▶ **EXERCISE**
Please set down, word for word, the part of the Ornsteen Heel article below that runs from "A recent walk-through" to "(See separate story.)".

▶ **TEXT EXCERPT**
■ ■ ■ ■
Recent Conservation Walk-Through Reveals Why Ornsteen Industrial Land Could Not Be Preserved

Haverhill Conservation Commissioner Ralph T. Basiliere, center, is no stranger to muddy site walks. Here he is in 2019 with Zoo New England Field Technician Ryan Roseen and Field Biologist Julie Lisk in the field. (WHAV News file photograph.)

A recent walk-through of the Ornsteen Heel property by the Haverhill Conservation Commission delivered another perspective on the property’s redevelopment that was approved 8-1 by city councilors Tuesday night. (See separate story.)

Commissioners Ralph T. Basiliere and Thomas Wylie and city Environmental Health Technician Robert E. Moore Jr. toured the site and found various remnants of the former factory.

“We determined that the Ornsteen property was, in fact, under the Wetlands Protection Act regulations a mill property,” Basiliere said.

The designation is important since the state exempts “Any riverfront area that is now or formerly associated with historic mill complexes including but not limited to mill complexes in Holyoke, Taunton, Fitchburg, Haverhill, Methuen and Medford.”

Triggering the historic mill structure rule makes sense to Basiliere.

“Development may be the best option because what we found there was nothing that resembled a forested riverbank side New England setting,” he explained.

Basiliere was careful to note the exemptions to the Rivers Protection Act do not extend to the Skateland property and adjacent former gasoline station.
■ ■ ■ ■
▶ **DATA EXTRACT**

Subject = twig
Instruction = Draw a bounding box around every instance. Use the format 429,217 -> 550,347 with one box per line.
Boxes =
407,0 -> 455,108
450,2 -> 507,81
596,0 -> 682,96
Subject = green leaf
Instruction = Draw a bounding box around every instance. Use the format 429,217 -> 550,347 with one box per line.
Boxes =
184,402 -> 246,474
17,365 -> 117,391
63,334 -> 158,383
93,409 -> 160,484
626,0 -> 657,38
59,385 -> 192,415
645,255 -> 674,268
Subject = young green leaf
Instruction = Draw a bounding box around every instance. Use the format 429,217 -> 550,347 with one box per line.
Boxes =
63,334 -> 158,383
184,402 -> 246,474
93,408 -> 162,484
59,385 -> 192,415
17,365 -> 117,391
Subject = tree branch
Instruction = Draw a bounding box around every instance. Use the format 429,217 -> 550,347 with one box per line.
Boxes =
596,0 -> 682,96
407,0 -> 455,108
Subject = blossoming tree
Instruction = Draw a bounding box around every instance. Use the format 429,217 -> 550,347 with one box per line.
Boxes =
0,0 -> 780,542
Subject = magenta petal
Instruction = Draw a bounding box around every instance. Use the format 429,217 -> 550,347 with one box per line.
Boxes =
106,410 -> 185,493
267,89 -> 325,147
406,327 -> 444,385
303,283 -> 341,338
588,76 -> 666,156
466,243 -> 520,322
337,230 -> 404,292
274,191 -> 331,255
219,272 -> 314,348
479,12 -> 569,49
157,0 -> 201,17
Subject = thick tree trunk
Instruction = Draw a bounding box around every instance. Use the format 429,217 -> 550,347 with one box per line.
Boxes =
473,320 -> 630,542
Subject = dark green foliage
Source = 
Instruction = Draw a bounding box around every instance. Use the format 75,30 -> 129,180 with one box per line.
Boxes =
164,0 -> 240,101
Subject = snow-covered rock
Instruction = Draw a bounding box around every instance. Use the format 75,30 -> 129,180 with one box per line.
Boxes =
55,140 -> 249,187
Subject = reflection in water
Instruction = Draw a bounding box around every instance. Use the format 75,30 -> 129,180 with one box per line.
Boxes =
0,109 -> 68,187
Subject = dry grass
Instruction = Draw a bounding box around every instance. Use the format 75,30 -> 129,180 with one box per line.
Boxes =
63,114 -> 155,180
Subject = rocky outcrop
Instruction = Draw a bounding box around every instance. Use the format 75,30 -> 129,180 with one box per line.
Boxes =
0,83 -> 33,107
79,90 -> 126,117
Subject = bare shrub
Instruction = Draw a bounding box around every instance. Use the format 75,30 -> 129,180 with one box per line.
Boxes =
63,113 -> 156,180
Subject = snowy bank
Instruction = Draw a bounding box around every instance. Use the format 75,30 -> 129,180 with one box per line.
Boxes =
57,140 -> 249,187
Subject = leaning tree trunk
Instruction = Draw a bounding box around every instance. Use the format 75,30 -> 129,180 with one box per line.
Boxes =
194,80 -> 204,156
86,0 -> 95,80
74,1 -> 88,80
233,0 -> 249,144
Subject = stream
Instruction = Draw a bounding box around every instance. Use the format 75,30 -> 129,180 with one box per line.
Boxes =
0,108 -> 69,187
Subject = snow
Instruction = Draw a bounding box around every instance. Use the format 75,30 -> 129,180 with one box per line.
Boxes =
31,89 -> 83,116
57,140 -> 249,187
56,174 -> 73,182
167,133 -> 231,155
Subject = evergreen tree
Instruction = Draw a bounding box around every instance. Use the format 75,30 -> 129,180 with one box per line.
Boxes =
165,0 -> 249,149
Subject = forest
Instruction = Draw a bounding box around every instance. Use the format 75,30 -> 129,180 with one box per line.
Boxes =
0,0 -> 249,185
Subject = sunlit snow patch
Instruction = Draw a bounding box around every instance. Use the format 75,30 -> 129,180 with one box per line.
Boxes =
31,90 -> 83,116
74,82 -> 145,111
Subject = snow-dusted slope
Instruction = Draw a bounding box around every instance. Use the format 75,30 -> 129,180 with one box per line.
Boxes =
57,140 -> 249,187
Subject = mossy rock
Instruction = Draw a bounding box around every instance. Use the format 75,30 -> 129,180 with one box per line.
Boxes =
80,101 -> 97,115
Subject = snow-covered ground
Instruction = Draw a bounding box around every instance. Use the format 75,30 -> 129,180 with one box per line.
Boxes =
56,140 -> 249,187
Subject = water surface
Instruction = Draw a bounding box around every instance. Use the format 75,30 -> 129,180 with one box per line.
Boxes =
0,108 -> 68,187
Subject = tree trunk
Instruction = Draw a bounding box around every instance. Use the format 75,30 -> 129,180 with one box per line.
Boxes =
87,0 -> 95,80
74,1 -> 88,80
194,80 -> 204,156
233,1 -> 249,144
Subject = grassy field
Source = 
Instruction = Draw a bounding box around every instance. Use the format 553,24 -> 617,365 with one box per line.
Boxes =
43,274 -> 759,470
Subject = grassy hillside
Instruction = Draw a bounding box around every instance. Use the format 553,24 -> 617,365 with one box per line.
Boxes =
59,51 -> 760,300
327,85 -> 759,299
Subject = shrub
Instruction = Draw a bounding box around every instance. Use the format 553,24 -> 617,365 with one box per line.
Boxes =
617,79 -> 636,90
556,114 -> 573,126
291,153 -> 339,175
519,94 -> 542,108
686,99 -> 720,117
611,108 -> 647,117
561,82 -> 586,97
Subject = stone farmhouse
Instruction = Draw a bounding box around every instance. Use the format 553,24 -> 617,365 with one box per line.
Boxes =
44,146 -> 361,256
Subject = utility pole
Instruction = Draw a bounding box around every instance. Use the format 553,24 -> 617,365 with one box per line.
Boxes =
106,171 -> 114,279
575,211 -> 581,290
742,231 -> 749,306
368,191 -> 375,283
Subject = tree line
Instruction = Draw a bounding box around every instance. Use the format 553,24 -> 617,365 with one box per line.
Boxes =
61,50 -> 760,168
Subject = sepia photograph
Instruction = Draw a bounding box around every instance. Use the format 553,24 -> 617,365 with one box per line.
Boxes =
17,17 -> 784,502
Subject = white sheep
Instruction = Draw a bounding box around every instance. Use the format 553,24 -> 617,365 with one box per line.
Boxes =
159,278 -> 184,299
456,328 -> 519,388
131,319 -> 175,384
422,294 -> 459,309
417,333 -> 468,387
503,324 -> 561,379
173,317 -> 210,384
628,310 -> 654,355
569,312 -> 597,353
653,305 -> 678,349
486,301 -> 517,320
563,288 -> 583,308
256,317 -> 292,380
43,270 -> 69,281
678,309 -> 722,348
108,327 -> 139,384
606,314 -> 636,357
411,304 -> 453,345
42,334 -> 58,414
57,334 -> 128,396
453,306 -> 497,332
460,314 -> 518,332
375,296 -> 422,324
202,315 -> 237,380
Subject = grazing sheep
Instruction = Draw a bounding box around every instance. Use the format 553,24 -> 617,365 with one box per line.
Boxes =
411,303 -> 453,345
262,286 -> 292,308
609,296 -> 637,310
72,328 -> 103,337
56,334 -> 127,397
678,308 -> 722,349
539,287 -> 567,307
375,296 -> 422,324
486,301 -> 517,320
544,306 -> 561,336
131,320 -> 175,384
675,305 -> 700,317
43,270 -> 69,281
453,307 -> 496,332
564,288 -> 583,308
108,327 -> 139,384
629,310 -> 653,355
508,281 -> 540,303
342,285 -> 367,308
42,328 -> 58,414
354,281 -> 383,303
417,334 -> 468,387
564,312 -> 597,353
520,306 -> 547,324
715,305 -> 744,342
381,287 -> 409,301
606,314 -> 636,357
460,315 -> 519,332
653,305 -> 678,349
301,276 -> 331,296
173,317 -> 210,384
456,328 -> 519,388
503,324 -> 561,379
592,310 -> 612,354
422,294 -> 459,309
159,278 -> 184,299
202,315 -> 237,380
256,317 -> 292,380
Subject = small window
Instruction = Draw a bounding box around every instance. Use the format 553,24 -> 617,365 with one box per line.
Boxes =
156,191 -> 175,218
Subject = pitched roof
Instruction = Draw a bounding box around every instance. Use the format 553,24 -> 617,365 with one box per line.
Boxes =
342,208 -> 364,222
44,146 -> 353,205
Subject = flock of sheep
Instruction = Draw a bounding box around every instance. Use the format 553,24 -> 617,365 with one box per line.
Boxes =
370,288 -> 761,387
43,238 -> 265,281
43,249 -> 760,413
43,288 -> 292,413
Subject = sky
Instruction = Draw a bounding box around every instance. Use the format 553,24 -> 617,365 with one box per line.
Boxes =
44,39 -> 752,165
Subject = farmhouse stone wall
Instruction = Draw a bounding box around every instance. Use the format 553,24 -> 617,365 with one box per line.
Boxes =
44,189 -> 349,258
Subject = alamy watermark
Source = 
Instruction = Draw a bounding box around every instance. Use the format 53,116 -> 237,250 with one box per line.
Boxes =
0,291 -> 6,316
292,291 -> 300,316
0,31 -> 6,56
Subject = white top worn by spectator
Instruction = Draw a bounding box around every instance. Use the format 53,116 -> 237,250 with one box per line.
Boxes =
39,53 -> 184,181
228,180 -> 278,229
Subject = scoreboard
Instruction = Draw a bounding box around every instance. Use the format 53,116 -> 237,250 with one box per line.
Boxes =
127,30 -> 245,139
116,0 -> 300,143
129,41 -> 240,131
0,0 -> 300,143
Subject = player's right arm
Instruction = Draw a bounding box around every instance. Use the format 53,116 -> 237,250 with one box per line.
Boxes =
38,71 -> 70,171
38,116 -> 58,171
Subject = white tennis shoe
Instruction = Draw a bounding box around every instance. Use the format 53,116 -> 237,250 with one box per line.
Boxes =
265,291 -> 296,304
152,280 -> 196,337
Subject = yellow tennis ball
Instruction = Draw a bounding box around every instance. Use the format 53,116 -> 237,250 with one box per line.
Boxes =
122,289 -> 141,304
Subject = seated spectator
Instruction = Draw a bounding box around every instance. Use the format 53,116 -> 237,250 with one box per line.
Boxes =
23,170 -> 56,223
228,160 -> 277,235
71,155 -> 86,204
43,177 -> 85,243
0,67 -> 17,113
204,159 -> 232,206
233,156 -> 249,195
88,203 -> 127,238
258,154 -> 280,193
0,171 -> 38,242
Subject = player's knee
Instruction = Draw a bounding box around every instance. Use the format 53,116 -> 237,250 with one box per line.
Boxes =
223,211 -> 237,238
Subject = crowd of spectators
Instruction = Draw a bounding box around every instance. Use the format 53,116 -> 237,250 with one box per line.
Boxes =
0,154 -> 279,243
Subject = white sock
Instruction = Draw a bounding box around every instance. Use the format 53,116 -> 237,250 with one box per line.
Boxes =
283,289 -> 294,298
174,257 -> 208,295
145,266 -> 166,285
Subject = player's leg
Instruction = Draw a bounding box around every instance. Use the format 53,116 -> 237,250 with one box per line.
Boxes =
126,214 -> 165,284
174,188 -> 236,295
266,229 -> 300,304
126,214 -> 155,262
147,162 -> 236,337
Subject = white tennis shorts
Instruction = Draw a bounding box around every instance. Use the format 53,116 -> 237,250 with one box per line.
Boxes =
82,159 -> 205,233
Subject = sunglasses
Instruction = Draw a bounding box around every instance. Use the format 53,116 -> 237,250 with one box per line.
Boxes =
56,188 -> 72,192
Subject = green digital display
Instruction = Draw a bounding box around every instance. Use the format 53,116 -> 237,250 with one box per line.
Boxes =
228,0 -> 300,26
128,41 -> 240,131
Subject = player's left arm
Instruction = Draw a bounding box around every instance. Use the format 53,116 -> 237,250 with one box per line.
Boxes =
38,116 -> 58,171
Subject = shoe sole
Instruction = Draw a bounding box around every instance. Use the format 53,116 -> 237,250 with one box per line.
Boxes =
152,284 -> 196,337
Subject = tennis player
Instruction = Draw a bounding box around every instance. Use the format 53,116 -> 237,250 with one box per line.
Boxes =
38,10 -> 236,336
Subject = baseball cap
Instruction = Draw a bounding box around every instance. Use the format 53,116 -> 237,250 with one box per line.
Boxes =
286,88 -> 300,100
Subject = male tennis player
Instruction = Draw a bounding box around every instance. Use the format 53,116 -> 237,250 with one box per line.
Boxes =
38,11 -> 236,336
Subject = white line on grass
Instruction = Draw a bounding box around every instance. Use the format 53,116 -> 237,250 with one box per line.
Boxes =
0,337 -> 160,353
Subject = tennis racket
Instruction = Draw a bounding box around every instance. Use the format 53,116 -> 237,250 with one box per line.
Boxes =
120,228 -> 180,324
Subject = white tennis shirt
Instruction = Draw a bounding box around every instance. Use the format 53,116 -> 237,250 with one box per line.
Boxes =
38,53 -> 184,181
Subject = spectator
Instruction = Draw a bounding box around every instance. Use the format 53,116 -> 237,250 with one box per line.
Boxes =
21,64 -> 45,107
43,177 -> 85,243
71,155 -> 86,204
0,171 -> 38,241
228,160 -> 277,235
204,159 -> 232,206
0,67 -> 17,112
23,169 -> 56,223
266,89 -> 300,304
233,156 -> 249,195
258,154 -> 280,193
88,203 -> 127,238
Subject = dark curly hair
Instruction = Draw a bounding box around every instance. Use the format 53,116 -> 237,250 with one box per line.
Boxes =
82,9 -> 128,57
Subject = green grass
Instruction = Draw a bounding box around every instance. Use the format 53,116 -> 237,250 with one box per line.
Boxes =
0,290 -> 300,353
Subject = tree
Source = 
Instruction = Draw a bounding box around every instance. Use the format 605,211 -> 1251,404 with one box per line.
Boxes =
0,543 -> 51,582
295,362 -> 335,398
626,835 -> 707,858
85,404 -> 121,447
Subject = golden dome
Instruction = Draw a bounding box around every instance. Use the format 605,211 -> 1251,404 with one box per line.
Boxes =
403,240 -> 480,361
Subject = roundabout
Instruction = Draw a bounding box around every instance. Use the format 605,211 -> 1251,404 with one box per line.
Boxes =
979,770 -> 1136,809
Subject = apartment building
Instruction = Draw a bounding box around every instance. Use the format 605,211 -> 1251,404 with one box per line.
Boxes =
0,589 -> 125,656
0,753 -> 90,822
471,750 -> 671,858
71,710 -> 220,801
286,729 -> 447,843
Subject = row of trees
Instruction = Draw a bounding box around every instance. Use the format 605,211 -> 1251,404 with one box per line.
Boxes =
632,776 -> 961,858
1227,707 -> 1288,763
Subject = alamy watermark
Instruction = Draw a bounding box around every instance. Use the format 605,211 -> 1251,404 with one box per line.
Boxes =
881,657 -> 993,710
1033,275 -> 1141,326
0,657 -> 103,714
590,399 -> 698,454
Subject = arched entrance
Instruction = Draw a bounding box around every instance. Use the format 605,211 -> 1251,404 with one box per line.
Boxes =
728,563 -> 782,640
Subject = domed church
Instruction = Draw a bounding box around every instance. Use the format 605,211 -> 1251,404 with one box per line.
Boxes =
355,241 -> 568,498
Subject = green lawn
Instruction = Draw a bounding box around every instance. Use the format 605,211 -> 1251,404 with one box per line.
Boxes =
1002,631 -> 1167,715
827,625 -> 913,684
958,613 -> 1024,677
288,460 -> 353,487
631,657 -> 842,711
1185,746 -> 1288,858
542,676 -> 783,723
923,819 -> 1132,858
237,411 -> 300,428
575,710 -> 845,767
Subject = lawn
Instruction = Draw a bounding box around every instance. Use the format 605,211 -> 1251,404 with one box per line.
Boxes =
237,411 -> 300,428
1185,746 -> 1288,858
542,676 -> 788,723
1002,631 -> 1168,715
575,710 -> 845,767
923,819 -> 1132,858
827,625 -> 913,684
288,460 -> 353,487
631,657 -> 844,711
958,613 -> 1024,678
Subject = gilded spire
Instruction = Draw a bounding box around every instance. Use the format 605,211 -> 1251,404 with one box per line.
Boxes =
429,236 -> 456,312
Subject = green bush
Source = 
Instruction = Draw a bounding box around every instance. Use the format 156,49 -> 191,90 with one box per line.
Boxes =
■ ■ ■ ■
▶ **ANSWER SPACE**
A recent walk-through of the Ornsteen Heel property by the Haverhill Conservation Commission delivered another perspective on the property’s redevelopment that was approved 8-1 by city councilors Tuesday night. (See separate story.)